After completing her MPH in 1990, King was invited to join the CNM-OB collaborative practice at UCSF, where she got her first taste of teaching.

“In that practice, the academic part of your life became obvious,” she says. “I had students with me everywhere.” She began teaching both midwifery students (UCSF had started a nurse-midwifery certificate program in 1977) and medical students and interns how to do deliveries, and eventually was asked to give lectures in what today is the Department of Obstetrics, Gynecology and Reproductive Sciences. “I learned the pleasure of academic work as opposed to just clinical,” she says.

Bringing Evidence-Based Practice to Light

One of King’s lectures, on premature rupture of membranes, was accepted as an article in the Journal of Midwifery & Women’s Health, the peer-reviewed journal of the American College of Nurse-Midwives (ACNM), and a new facet of her career was born. After writing several more articles, she was invited to become a reviewer for the journal, and in 2001, she was offered the position of editor-in-chief and made the decision to stop doing births to focus on improving the journal and bringing it to electronic venues.
+++
▶ **Work instruction 1**
Summarize the excerpt about King's career in two sentences.
▶ **Work instruction 2**
According to the excerpt about King's career, in what year did UCSF start its nurse-midwifery certificate program?
▶ **Work instruction 3**
Continue the excerpt about King's career from its last sentence.
The records play no part in the tasks that concern the text.
+++
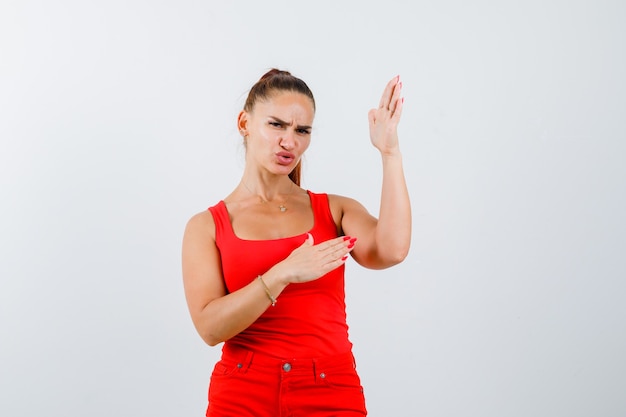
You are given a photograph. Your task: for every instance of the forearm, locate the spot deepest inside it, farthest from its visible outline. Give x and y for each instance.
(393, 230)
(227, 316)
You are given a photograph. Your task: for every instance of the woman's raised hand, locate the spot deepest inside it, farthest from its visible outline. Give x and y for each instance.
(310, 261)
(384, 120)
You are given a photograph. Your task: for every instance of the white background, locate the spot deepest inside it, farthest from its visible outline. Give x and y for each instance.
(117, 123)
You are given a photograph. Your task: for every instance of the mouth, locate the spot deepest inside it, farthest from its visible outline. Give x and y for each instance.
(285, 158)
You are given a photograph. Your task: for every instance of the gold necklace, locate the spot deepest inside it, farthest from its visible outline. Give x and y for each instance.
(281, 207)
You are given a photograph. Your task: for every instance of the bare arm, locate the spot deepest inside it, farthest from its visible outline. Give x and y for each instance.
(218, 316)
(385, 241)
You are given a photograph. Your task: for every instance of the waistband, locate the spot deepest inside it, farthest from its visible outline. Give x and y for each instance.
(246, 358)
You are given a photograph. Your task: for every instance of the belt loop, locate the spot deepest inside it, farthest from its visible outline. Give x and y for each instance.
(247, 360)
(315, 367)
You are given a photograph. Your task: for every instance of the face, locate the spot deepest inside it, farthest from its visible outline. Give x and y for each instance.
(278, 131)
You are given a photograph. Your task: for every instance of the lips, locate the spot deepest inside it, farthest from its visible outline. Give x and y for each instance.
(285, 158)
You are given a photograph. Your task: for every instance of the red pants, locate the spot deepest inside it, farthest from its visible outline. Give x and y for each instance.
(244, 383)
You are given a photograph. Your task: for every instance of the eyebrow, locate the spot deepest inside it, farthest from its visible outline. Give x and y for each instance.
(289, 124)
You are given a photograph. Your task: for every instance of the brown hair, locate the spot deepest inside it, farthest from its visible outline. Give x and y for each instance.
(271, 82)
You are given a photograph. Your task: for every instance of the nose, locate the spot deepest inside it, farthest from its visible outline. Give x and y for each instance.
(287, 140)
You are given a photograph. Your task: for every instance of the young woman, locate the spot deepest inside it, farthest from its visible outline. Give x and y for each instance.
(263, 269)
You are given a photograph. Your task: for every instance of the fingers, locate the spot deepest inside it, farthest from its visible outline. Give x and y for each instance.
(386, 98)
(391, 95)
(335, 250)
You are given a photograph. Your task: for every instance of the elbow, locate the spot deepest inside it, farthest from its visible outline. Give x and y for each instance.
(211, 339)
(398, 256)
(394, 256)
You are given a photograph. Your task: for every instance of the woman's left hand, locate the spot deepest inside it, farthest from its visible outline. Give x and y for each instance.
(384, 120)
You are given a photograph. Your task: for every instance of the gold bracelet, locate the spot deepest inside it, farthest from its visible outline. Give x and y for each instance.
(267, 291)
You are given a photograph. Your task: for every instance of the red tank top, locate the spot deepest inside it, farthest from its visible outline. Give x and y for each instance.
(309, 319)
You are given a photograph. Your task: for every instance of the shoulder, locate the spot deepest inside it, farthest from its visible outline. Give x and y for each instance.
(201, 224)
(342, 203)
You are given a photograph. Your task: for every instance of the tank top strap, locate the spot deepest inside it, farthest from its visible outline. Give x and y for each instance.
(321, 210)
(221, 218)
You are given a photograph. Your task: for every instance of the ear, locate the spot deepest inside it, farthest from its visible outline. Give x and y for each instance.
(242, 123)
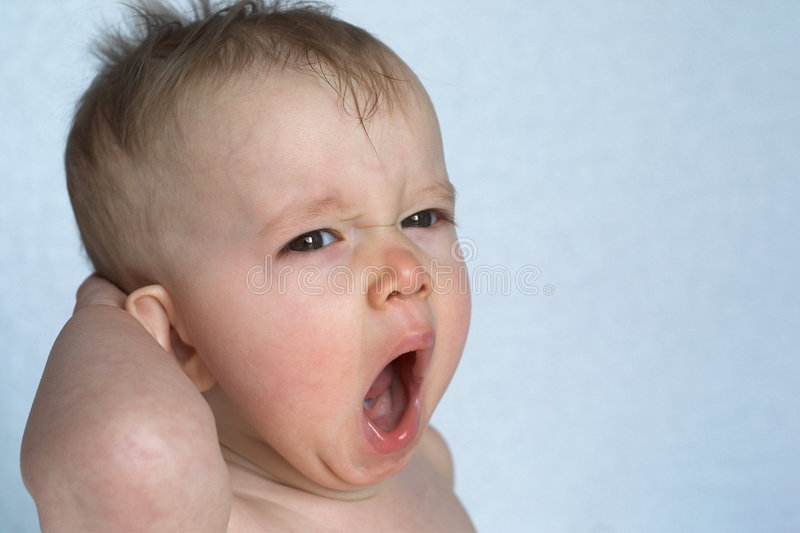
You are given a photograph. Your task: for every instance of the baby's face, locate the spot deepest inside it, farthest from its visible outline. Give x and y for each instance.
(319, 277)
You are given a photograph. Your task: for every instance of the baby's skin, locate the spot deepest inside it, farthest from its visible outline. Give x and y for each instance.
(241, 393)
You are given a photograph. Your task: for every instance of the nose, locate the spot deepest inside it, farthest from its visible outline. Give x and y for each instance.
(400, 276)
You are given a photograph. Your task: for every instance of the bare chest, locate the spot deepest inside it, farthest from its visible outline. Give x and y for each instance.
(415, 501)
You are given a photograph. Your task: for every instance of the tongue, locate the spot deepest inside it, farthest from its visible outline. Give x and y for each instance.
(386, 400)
+++
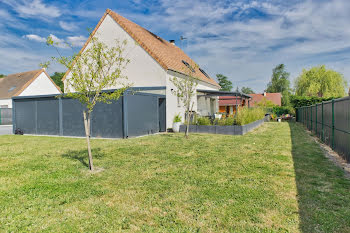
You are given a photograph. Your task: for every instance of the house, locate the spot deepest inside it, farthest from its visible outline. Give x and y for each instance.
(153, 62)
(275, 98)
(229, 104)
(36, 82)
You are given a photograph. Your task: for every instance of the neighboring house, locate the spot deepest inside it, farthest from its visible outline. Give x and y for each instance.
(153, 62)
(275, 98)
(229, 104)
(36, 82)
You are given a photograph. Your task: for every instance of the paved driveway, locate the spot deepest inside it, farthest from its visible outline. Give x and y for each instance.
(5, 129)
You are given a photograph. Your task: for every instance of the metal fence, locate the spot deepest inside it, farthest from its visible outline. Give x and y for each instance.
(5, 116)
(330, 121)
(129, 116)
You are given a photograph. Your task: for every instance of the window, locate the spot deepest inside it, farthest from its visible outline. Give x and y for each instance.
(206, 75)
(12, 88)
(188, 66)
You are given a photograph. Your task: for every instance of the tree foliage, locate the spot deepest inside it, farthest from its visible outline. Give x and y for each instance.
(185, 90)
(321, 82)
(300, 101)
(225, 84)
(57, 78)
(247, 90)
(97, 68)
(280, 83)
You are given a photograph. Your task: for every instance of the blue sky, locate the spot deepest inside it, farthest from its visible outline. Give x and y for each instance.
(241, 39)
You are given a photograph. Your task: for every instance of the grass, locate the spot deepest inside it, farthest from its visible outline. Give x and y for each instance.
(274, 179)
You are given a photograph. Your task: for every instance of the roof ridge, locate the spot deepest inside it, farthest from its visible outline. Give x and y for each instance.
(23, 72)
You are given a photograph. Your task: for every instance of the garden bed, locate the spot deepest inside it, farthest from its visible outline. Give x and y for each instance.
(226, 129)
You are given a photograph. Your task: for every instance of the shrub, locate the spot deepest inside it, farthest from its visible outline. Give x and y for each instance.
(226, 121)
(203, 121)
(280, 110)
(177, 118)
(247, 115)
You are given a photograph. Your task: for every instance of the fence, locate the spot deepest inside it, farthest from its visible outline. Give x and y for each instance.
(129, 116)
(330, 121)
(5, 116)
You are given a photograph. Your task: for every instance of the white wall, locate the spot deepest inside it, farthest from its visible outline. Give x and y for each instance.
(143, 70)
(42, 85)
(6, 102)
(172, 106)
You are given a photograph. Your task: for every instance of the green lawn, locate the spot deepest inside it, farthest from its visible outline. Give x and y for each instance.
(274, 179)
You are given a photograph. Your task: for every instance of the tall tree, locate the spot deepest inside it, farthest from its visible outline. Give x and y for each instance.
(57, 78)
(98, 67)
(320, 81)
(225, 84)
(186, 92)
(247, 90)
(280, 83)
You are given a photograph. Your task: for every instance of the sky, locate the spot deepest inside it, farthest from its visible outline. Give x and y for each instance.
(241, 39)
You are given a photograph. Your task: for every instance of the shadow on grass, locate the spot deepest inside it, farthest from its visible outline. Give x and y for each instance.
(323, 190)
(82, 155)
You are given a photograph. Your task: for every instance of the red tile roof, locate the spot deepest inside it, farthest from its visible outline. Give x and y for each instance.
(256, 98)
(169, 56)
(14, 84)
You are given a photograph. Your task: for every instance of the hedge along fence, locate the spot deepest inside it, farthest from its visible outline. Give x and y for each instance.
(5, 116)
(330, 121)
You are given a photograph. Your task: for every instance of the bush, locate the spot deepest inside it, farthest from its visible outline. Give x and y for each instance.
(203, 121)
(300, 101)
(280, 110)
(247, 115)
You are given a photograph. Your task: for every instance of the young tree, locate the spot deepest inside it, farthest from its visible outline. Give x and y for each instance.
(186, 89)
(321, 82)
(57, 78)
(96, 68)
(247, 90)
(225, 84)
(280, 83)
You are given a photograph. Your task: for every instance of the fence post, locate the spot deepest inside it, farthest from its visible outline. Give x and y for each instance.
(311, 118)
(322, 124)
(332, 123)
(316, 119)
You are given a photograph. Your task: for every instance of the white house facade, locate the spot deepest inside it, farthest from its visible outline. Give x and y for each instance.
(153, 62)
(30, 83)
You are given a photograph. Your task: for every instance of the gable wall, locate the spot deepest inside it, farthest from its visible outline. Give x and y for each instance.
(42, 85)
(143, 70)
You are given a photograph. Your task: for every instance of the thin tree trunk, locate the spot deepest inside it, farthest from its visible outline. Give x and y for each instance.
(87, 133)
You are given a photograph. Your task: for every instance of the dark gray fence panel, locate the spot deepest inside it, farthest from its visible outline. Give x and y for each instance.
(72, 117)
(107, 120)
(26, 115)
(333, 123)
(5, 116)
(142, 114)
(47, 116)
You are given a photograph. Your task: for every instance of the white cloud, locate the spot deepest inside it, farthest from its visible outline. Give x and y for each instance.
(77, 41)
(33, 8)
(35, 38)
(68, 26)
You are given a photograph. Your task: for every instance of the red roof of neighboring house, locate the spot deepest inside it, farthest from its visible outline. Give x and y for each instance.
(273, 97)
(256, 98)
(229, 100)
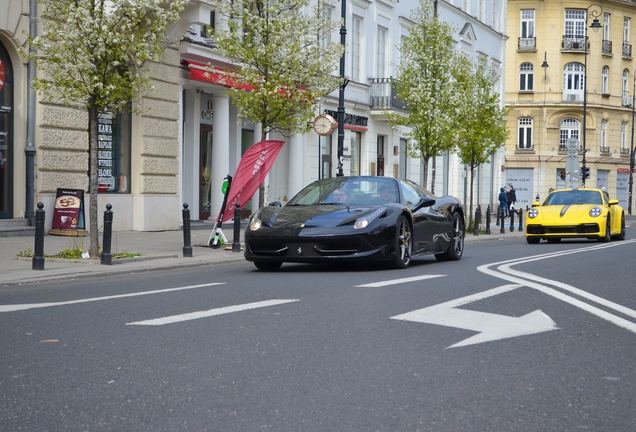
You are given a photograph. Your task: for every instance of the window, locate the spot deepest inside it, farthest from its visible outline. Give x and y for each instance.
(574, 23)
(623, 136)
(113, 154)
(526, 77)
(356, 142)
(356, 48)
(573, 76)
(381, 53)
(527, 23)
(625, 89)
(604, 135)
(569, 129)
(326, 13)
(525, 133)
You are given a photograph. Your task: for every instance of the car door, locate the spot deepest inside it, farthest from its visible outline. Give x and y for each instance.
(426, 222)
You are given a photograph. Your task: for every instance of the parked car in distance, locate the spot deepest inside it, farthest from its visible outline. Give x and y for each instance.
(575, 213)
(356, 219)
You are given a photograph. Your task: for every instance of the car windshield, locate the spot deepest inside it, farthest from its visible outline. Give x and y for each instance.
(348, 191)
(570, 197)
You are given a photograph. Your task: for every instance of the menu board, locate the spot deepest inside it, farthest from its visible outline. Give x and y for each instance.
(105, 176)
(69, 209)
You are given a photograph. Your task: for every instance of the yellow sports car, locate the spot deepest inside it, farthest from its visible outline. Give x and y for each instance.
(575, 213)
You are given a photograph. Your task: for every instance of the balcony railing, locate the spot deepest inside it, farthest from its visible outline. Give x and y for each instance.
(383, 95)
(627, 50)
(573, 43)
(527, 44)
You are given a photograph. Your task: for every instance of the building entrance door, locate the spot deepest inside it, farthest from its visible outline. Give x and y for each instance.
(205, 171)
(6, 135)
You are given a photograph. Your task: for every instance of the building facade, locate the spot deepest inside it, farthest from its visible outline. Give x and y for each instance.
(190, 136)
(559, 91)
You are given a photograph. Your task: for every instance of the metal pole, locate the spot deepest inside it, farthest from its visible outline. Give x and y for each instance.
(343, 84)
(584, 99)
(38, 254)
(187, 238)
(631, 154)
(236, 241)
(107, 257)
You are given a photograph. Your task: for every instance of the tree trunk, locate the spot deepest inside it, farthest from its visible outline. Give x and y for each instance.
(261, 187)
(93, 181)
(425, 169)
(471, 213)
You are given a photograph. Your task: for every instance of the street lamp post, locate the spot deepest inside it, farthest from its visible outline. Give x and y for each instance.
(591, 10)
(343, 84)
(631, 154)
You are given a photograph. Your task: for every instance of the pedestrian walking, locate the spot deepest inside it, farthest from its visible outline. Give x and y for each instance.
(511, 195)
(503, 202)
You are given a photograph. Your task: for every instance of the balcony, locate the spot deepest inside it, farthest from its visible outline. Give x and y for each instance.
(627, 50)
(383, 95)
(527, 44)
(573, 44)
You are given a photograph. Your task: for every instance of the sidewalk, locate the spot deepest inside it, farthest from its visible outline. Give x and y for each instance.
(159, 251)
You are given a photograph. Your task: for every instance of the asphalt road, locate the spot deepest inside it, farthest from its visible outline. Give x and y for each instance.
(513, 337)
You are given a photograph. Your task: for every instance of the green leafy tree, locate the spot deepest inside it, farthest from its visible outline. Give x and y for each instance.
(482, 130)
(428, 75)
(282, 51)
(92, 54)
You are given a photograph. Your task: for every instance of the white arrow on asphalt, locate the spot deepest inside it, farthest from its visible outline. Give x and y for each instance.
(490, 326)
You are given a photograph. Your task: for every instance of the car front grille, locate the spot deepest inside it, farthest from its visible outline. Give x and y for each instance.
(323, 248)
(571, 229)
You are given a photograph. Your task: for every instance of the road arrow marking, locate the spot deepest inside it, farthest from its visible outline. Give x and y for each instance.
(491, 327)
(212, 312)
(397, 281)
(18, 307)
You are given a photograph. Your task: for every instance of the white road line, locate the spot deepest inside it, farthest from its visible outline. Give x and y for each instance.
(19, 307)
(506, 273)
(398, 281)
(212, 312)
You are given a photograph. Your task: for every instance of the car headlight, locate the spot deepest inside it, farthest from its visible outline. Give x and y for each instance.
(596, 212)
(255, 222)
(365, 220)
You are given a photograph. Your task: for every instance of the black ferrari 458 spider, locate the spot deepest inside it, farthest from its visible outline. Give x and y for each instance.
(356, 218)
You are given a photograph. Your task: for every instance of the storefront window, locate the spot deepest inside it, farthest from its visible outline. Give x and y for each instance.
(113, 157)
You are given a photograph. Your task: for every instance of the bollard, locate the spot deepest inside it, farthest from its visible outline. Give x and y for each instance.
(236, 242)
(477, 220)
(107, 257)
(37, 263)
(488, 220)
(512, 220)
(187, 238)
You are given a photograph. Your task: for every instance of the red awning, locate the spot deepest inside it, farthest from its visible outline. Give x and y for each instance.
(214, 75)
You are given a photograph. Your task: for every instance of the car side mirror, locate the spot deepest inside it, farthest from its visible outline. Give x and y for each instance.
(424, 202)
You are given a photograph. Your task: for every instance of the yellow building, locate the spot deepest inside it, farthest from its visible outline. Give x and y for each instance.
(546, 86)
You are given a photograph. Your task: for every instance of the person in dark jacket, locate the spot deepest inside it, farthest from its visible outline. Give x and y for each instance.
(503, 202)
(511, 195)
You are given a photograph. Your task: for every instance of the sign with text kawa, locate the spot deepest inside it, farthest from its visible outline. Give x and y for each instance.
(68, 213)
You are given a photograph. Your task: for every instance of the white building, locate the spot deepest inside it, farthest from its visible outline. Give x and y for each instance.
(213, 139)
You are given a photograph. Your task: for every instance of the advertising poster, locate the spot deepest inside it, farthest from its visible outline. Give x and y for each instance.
+++
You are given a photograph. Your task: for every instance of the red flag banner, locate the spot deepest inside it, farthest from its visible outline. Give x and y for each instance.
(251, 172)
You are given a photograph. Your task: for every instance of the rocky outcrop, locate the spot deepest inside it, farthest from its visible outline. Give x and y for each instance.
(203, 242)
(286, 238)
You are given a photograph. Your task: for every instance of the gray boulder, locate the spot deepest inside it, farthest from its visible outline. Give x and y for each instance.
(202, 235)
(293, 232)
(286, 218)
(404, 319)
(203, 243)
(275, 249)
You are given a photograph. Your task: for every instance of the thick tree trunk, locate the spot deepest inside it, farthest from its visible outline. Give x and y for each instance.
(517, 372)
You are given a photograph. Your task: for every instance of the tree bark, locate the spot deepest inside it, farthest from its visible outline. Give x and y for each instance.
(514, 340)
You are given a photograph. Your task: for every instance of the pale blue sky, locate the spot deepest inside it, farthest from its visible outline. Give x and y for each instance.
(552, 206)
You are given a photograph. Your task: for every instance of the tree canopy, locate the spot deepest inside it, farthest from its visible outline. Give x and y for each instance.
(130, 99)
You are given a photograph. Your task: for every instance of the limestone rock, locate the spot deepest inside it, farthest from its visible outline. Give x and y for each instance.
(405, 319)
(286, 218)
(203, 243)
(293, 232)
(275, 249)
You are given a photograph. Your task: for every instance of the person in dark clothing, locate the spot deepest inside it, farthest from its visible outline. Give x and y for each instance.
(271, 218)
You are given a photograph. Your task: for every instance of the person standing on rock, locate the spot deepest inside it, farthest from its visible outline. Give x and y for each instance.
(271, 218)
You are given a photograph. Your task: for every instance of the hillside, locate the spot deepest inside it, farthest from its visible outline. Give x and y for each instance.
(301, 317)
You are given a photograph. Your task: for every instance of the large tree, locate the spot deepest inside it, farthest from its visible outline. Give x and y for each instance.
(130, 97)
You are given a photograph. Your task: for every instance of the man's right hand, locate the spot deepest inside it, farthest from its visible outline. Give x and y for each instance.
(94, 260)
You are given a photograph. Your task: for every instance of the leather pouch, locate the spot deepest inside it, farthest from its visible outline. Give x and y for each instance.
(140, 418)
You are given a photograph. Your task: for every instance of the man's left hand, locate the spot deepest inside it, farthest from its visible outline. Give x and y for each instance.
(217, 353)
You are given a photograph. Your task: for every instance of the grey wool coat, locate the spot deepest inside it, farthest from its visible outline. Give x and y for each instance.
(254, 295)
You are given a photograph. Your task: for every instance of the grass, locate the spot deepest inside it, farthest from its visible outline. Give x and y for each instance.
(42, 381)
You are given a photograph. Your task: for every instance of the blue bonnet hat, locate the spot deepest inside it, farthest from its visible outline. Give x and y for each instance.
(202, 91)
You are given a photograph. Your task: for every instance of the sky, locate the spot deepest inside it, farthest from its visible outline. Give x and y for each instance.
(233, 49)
+++
▶ **Output 1**
After finishing her MPH in 1990, King joined the CNM-OB collaborative practice at UCSF, where she taught midwifery and medical students and interns and later gave lectures in the obstetrics department. A lecture of hers on premature rupture of membranes became an article in the Journal of Midwifery & Women's Health, which led to her becoming a reviewer and, in 2001, editor-in-chief, at which point she stopped doing births to focus on the journal.

▶ **Output 2**
1977

▶ **Output 3**
When she stepped back six years later to take the position of deputy editor, she took up teaching again, conducting outreach lectures for nurses in small hospitals around Northern California. The program allows smaller hospitals to send their sickest babies to UCSF and receive education from UC specialists like King.

Research has remained an important part of King’s career since that first paper was accepted, and she’s worked on projects with UCSF faculty and other researchers. In 1996, she was invited to help the Centers for Disease Control and Prevention (CDC) create national guidelines on preventing perinatal group B strep infections, and having developed a reputation as an expert on fetal heart rate (FHR) monitoring, she’s also served on National Institutes of Health (NIH) committees on FHR and vaginal birth after cesarean (VBAC).

“They [NIH] set up their panels in a unique way,” she says. “They pick experts from all over – physicians, nursing, anesthesia, midwifery – and then you go through lots of articles and listen to three days of talks and then come up with a consensus statement.”

Teaching the Evidence

King continues to work in the outreach program and teaches midwifery and medical students as a clinical professor for the School of Nursing and as co-director of the Department of Obstetrics, Gynecology and Reproductive Sciences’ antenatal conference, held each June. She enjoys the way students make her think and examine her knowledge and biases.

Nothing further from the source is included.